AIM OF THE TASK
Extract every line below that contains the word "shadow".

[Region pointing data]
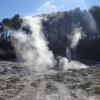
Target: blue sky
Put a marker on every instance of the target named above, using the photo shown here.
(9, 8)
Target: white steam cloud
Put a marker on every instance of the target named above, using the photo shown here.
(33, 49)
(48, 7)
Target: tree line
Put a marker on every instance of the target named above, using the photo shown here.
(56, 29)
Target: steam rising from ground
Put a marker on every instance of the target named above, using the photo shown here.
(75, 37)
(33, 49)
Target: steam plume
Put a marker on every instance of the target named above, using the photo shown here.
(33, 50)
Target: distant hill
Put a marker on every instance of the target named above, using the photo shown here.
(58, 26)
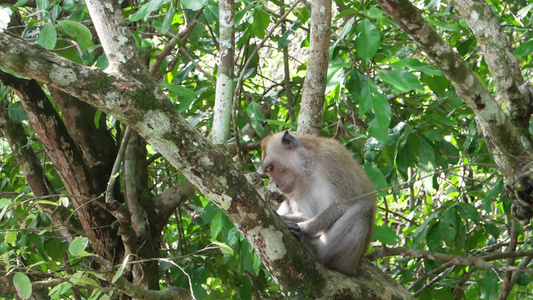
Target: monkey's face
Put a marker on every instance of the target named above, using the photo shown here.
(282, 162)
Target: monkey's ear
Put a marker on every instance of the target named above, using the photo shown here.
(289, 140)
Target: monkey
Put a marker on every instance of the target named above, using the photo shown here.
(330, 202)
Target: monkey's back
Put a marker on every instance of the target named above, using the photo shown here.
(340, 168)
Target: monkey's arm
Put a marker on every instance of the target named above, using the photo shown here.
(325, 219)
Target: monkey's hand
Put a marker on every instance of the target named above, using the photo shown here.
(295, 229)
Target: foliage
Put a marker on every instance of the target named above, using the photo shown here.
(439, 188)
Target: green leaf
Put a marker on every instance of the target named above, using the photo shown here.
(434, 238)
(96, 118)
(11, 237)
(16, 112)
(413, 64)
(492, 230)
(77, 246)
(489, 285)
(525, 49)
(48, 36)
(48, 202)
(79, 32)
(403, 81)
(22, 285)
(224, 248)
(365, 99)
(438, 84)
(335, 74)
(386, 235)
(448, 225)
(145, 10)
(256, 117)
(216, 225)
(379, 127)
(426, 163)
(260, 23)
(120, 270)
(193, 4)
(356, 82)
(368, 40)
(167, 21)
(375, 175)
(179, 90)
(468, 211)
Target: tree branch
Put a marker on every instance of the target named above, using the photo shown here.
(475, 261)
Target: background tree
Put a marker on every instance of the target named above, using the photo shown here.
(445, 140)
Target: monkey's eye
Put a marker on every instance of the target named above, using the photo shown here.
(269, 168)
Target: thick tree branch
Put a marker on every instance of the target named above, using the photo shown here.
(312, 105)
(475, 261)
(510, 150)
(500, 59)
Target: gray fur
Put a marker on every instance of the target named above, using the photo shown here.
(329, 197)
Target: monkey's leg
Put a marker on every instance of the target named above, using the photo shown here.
(297, 232)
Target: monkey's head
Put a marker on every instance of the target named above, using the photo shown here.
(283, 160)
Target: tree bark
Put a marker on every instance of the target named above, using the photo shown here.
(312, 105)
(225, 86)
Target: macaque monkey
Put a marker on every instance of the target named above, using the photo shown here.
(330, 205)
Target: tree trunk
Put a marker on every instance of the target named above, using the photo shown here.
(312, 106)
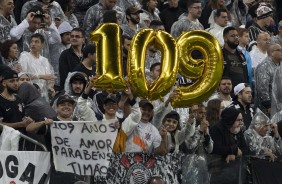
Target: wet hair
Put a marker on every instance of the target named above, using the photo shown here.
(154, 178)
(191, 2)
(123, 37)
(173, 115)
(89, 49)
(78, 30)
(38, 12)
(219, 11)
(37, 35)
(228, 29)
(241, 31)
(213, 108)
(110, 16)
(5, 48)
(156, 23)
(153, 66)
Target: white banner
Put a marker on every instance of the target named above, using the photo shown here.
(20, 167)
(83, 148)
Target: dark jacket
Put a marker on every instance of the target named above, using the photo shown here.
(226, 143)
(247, 114)
(67, 62)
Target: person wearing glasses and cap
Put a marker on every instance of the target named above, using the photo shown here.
(133, 21)
(72, 56)
(189, 22)
(242, 101)
(36, 22)
(263, 20)
(264, 77)
(11, 106)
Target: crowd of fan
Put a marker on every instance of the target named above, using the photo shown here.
(48, 64)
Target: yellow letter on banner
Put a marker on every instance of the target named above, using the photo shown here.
(137, 58)
(208, 70)
(109, 59)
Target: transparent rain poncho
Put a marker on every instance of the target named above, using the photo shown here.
(259, 145)
(276, 100)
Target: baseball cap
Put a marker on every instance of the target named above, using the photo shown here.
(65, 98)
(110, 98)
(78, 77)
(7, 73)
(143, 103)
(133, 10)
(239, 88)
(264, 11)
(280, 24)
(64, 27)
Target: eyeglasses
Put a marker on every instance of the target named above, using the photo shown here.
(279, 50)
(76, 36)
(197, 7)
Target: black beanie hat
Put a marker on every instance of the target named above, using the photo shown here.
(229, 116)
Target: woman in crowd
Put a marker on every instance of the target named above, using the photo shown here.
(207, 11)
(150, 11)
(10, 54)
(68, 7)
(176, 135)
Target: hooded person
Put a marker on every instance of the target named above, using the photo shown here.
(57, 48)
(259, 140)
(52, 8)
(227, 135)
(33, 102)
(176, 135)
(74, 86)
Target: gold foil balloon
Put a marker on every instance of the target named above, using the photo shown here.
(108, 57)
(137, 58)
(208, 70)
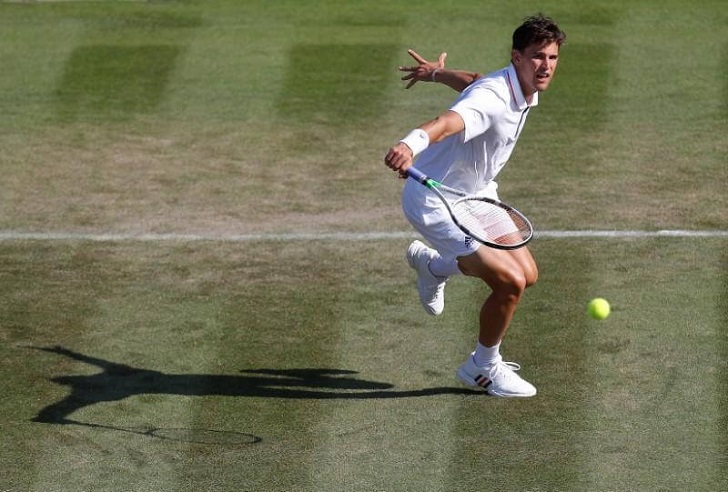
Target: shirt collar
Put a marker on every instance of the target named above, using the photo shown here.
(515, 87)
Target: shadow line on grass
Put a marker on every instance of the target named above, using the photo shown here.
(119, 381)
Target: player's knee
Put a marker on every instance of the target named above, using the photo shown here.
(511, 284)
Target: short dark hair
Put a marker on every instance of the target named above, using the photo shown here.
(537, 29)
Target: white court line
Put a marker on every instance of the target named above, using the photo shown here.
(327, 236)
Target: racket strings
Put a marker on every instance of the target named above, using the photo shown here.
(492, 223)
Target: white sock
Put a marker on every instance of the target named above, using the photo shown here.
(440, 267)
(486, 356)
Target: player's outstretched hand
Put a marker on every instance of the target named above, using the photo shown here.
(423, 71)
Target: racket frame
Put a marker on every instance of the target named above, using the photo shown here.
(436, 186)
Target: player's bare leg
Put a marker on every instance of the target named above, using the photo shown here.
(508, 274)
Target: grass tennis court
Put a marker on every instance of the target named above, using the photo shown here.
(202, 282)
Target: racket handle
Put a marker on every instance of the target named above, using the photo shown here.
(417, 175)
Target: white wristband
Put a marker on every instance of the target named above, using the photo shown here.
(417, 140)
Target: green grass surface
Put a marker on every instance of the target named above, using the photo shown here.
(310, 364)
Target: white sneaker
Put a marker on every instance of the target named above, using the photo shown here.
(430, 287)
(499, 380)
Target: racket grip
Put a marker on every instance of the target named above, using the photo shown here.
(417, 175)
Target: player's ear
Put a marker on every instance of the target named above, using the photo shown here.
(516, 57)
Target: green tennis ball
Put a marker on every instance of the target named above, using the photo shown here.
(598, 308)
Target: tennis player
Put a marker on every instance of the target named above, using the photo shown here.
(465, 148)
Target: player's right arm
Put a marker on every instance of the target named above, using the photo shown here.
(426, 71)
(400, 157)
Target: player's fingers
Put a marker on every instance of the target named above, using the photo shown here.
(417, 57)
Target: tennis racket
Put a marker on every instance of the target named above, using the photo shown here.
(486, 220)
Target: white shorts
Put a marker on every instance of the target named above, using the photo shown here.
(430, 218)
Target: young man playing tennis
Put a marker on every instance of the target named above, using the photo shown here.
(465, 148)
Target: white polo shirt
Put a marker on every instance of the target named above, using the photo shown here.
(494, 111)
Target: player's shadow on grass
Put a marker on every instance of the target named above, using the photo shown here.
(119, 381)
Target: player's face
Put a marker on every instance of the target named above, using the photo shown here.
(535, 66)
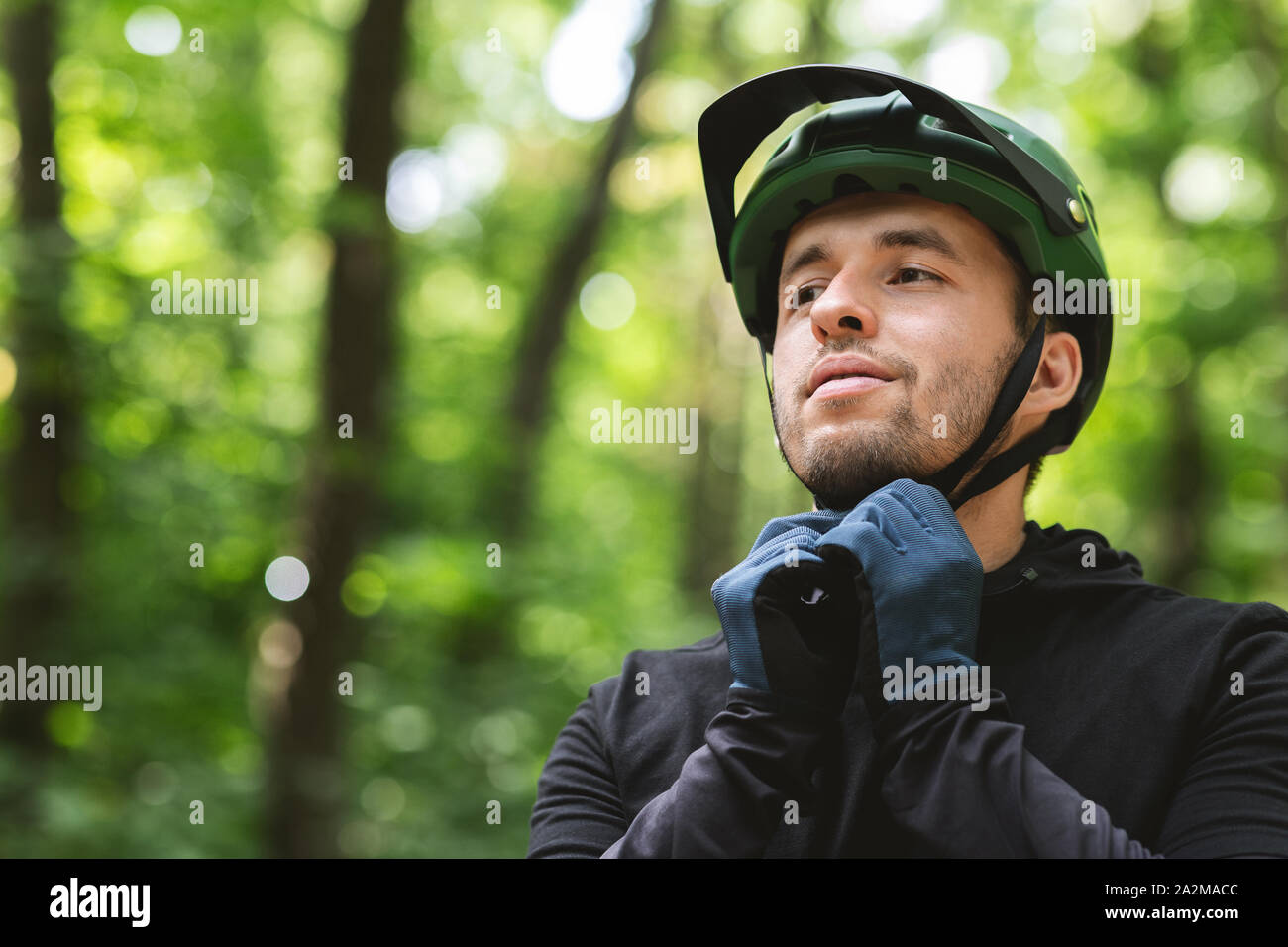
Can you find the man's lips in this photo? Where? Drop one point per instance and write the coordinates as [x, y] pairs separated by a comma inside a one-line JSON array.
[[845, 376]]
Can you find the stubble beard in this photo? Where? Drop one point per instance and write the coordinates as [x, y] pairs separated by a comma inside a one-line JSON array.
[[841, 470]]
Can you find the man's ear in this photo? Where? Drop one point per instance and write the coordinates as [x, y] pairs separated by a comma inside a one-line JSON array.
[[1057, 376]]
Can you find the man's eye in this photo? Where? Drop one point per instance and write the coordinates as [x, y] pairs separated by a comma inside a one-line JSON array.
[[805, 294], [918, 274]]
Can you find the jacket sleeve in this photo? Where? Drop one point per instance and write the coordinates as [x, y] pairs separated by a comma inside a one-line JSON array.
[[961, 779], [726, 800]]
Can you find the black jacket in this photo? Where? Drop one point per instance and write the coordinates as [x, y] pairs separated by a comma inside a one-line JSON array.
[[1127, 720]]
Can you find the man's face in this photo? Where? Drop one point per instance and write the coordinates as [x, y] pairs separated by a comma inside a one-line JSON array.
[[896, 330]]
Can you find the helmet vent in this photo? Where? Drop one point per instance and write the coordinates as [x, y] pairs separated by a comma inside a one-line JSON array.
[[849, 184]]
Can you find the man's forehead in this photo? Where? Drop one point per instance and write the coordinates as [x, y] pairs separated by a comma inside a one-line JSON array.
[[881, 210]]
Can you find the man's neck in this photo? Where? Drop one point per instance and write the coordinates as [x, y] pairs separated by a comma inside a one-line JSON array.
[[995, 521]]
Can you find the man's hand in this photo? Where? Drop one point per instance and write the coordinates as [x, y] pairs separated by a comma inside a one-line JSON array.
[[784, 611], [913, 562]]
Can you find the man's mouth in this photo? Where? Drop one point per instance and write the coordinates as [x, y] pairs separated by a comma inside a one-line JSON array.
[[846, 376]]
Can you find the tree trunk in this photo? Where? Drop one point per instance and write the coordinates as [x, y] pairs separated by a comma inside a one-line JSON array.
[[304, 755], [40, 579], [546, 322]]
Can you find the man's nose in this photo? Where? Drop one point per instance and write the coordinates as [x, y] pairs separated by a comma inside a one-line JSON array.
[[842, 309]]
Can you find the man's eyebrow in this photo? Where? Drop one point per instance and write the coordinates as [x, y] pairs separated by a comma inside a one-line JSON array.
[[814, 253], [919, 237]]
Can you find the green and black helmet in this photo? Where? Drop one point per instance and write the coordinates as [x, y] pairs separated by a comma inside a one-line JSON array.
[[889, 133]]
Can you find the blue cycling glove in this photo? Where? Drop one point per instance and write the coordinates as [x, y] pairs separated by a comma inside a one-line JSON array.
[[917, 573], [789, 617]]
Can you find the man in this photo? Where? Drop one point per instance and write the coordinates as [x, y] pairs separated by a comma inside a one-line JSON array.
[[913, 668]]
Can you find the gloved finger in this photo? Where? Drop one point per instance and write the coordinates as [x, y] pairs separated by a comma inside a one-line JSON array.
[[893, 519], [930, 502], [859, 538], [790, 548]]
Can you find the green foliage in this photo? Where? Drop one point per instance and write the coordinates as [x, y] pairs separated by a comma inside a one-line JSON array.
[[198, 429]]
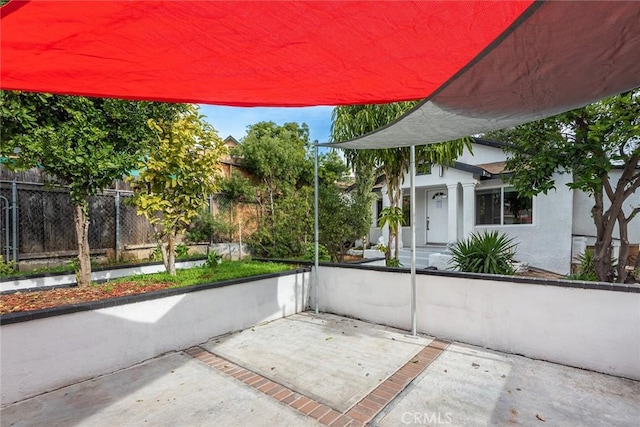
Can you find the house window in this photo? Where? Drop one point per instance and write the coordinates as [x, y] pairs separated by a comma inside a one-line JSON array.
[[406, 211], [503, 206]]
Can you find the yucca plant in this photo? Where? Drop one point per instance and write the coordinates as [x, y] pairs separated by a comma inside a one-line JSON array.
[[489, 253]]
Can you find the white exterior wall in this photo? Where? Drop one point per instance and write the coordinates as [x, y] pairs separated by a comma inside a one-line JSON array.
[[45, 354], [586, 328], [547, 242]]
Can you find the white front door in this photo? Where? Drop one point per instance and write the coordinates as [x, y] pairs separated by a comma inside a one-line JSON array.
[[437, 227]]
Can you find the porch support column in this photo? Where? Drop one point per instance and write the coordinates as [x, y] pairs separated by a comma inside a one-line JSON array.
[[452, 212], [468, 208]]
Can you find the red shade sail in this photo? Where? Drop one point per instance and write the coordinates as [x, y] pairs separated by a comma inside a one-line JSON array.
[[481, 65]]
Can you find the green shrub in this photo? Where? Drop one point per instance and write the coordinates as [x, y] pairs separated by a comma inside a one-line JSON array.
[[310, 252], [6, 268], [586, 269], [394, 262], [182, 251], [489, 253], [213, 260]]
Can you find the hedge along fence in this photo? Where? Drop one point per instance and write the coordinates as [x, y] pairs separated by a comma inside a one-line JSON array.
[[51, 348]]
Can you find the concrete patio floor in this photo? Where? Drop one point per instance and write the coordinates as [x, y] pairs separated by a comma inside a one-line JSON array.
[[330, 370]]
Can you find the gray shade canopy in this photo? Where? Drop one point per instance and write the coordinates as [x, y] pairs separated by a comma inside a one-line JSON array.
[[563, 56]]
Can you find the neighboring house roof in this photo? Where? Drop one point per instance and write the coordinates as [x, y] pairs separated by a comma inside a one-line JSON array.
[[230, 142]]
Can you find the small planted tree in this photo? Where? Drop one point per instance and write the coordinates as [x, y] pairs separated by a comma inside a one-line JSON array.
[[176, 177], [84, 144]]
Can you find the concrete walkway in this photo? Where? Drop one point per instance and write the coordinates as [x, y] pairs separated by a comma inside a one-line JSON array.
[[327, 370]]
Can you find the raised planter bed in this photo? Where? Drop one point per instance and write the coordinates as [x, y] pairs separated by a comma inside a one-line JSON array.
[[46, 349], [44, 280]]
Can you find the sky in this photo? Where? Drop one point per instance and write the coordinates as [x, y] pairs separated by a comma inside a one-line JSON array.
[[234, 120]]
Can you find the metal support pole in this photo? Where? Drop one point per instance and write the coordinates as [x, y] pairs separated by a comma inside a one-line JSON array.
[[5, 215], [14, 218], [316, 228], [412, 174], [117, 243]]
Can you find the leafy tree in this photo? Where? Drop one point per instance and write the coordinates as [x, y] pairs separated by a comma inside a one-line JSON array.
[[83, 143], [588, 143], [176, 177], [349, 122], [343, 218], [277, 156]]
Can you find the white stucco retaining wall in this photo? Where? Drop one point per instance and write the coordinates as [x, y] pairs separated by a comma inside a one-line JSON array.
[[587, 328], [45, 354]]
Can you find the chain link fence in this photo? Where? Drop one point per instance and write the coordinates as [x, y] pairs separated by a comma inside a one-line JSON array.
[[36, 222]]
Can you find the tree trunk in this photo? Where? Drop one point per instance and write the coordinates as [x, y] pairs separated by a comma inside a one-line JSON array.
[[624, 249], [81, 220], [169, 255]]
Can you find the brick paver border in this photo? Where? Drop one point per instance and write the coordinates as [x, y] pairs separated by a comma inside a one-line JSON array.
[[358, 415]]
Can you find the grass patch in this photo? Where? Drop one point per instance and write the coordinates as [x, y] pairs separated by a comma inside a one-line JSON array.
[[69, 268], [200, 275]]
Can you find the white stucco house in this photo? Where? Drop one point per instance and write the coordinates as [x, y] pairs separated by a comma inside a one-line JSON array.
[[453, 202]]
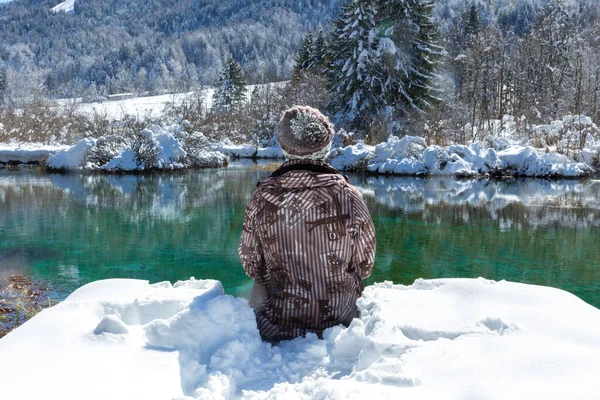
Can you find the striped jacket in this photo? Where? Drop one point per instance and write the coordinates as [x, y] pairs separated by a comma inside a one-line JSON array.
[[308, 241]]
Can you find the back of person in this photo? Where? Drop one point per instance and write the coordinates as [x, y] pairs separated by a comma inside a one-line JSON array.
[[308, 241]]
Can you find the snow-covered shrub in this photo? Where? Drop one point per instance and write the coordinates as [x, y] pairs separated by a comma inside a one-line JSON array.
[[72, 158], [106, 148]]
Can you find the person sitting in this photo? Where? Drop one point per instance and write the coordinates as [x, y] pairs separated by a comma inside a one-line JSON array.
[[308, 239]]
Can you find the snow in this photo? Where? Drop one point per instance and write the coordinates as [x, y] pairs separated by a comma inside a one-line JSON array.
[[67, 6], [71, 158], [250, 151], [27, 153], [167, 151], [411, 156], [151, 107], [446, 338]]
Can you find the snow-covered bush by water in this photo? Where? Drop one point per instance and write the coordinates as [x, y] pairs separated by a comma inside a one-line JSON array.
[[435, 339], [154, 148], [411, 156]]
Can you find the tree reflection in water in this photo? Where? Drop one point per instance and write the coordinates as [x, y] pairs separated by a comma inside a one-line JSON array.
[[73, 229]]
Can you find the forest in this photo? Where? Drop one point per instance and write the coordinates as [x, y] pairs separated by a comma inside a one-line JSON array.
[[446, 70]]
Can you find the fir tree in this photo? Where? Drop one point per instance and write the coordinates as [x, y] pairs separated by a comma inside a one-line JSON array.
[[425, 56], [471, 24], [356, 82], [230, 90], [319, 58], [304, 56], [3, 85]]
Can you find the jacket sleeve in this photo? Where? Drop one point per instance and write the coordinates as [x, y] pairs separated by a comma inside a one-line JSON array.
[[250, 248], [365, 242]]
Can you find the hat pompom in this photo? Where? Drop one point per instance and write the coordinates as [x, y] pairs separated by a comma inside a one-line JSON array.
[[304, 132]]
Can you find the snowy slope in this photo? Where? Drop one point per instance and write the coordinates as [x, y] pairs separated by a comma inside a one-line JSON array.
[[67, 6], [449, 338]]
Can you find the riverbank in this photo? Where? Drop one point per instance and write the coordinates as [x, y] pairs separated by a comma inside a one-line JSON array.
[[20, 300], [409, 156], [171, 148], [458, 338]]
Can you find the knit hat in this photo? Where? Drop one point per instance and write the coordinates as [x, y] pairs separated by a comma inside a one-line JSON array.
[[305, 133]]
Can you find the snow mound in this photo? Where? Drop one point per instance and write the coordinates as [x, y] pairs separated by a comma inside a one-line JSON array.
[[411, 156], [67, 6], [27, 153], [156, 148], [71, 158], [447, 338], [250, 151]]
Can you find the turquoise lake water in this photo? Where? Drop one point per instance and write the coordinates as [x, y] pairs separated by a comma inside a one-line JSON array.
[[69, 230]]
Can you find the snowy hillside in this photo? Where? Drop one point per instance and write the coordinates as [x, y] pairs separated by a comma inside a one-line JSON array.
[[67, 6], [448, 338]]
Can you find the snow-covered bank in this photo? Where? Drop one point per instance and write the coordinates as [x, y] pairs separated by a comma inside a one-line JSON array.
[[411, 156], [449, 338], [248, 151], [156, 148], [27, 153]]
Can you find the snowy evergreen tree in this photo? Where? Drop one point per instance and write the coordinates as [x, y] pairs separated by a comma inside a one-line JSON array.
[[355, 73], [2, 85], [230, 90], [319, 56], [471, 24], [425, 54], [304, 55]]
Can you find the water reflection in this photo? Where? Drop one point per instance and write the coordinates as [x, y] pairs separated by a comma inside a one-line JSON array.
[[514, 203], [73, 229]]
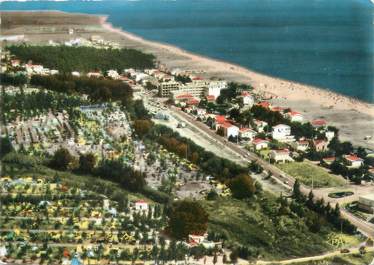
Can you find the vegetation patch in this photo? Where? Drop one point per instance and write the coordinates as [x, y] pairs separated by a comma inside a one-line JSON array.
[[309, 174]]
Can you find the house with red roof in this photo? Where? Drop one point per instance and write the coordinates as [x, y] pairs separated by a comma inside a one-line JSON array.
[[281, 155], [260, 144], [278, 109], [211, 98], [294, 116], [329, 160], [247, 99], [264, 104], [229, 129], [301, 145], [247, 133], [320, 145], [141, 206], [260, 125], [317, 123], [353, 161]]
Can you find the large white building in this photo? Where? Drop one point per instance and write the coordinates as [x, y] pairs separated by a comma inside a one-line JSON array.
[[165, 88], [214, 88]]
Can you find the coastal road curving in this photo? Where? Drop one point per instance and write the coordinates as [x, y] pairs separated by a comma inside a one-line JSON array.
[[364, 227]]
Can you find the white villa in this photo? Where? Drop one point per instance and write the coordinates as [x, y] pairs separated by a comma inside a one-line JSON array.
[[282, 133], [282, 155]]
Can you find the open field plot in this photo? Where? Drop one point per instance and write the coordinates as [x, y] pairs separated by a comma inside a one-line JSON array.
[[309, 174], [69, 222]]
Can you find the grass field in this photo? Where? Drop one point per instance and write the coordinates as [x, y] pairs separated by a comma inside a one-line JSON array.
[[306, 173], [255, 225], [351, 259]]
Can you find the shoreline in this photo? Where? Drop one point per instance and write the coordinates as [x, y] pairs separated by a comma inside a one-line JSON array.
[[277, 87], [353, 118]]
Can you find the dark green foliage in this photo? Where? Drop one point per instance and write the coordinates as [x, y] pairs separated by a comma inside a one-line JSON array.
[[5, 146], [83, 59], [97, 89], [87, 163], [242, 186], [61, 159], [185, 218], [12, 79]]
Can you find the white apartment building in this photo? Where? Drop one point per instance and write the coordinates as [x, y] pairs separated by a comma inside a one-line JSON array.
[[165, 88], [214, 88], [282, 132]]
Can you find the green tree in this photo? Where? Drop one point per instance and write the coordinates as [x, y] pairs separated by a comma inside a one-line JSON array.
[[187, 217], [61, 159], [87, 163], [242, 186]]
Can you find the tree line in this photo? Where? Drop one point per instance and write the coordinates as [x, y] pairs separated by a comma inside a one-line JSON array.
[[96, 88], [83, 59]]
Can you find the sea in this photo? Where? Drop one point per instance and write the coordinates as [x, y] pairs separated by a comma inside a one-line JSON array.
[[324, 43]]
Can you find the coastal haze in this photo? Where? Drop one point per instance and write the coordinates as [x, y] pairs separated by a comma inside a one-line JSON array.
[[352, 117], [327, 43]]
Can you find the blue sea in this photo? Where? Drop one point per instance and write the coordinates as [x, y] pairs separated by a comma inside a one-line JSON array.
[[325, 43]]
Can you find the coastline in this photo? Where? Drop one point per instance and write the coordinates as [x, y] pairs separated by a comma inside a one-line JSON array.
[[354, 118], [286, 89]]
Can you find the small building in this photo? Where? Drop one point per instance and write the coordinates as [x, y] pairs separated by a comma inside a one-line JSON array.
[[329, 135], [294, 116], [264, 104], [329, 160], [282, 133], [141, 206], [246, 133], [366, 202], [318, 123], [260, 125], [320, 145], [353, 161], [260, 144], [282, 155], [247, 99], [301, 145], [229, 130]]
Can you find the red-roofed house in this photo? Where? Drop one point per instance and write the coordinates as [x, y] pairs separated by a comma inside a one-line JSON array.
[[193, 101], [259, 143], [320, 145], [294, 116], [353, 161], [319, 123], [264, 104], [301, 145], [184, 97], [282, 155], [229, 129], [260, 125], [220, 119], [211, 98], [277, 109], [329, 160], [246, 133], [141, 205]]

ANSWER AREA
Target: shadow line on grass
Target: player's shadow on grass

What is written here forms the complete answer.